§ Task description
Turn the material below into a numbered list with one line per number, leaving out any blank lines.
* Start The records *
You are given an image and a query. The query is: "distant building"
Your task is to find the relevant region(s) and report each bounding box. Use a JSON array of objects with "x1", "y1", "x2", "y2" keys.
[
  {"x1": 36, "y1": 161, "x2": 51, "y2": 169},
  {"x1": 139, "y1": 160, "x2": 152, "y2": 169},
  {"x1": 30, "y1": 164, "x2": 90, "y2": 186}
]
* End The records *
§ Response to the task
1. You are given an image and a query. The query is: "distant building"
2. Your task is to find the relevant region(s) and report each bounding box. Use a JSON array of objects with "x1", "y1", "x2", "y2" keys.
3. [
4.   {"x1": 36, "y1": 161, "x2": 51, "y2": 169},
5.   {"x1": 139, "y1": 160, "x2": 152, "y2": 169},
6.   {"x1": 30, "y1": 164, "x2": 90, "y2": 186}
7. ]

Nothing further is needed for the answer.